Aim of the exercise: Reproduce word for word the part that opens with the line containing "ramp in this photo as integer pixel values." and closes with the line containing "(1108, 594)", including both of those lines.

[start of Information given]

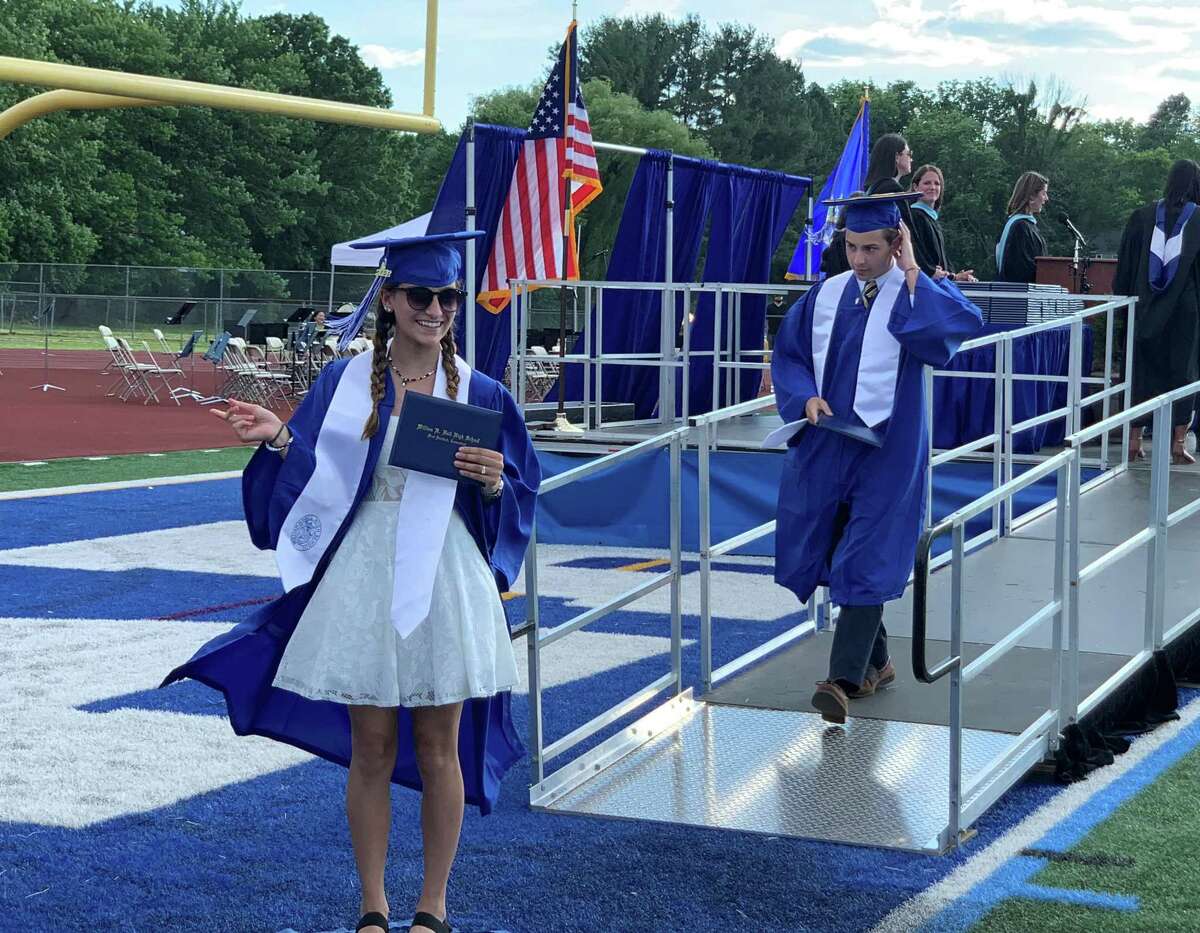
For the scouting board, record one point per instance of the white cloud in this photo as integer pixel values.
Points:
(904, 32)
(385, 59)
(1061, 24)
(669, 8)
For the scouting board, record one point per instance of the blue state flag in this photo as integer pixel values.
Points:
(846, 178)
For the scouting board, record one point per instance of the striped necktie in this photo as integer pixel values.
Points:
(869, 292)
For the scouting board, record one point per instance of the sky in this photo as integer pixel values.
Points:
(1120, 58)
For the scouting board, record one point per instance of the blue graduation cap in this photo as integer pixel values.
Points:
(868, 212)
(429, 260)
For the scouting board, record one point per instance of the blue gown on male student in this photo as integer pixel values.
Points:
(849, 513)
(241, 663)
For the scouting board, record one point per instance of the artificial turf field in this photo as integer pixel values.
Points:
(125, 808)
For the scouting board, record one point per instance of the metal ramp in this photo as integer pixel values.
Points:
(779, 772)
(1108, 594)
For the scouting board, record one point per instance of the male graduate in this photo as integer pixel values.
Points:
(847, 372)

[end of Information given]
[start of Information given]

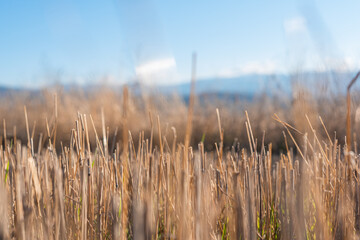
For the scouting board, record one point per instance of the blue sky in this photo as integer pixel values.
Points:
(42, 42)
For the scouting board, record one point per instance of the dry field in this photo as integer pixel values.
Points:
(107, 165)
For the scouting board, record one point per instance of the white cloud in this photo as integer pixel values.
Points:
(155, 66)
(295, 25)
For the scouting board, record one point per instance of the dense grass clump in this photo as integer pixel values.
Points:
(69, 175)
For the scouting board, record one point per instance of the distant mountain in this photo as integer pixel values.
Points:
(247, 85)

[end of Information given]
[start of Information given]

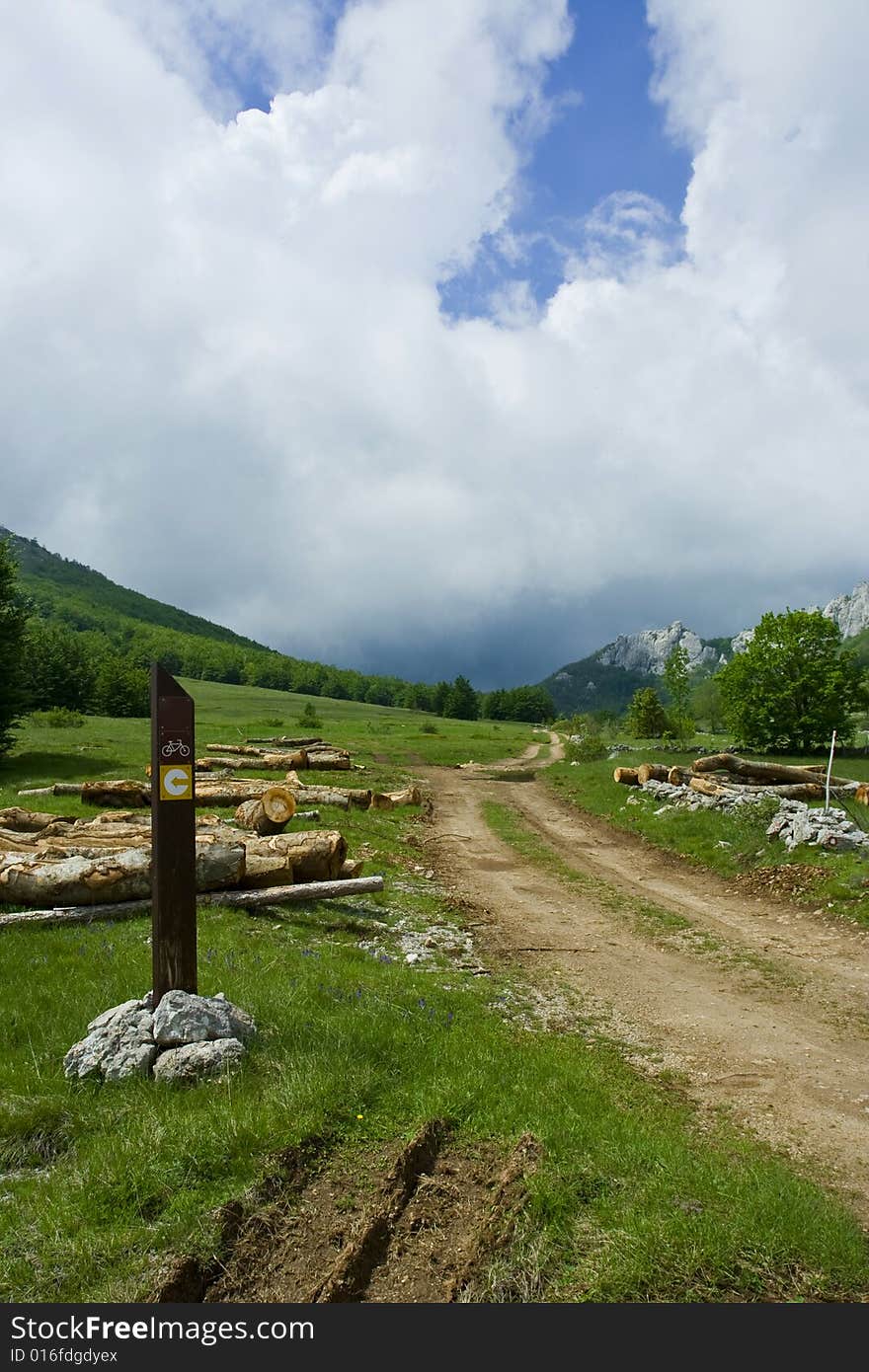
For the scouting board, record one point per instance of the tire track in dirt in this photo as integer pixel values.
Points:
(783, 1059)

[end of Information given]

Reply to the task:
For the scouting board, record one point per instance of the metal ramp in this photo as integer pixel values.
Points:
(779, 772)
(1108, 594)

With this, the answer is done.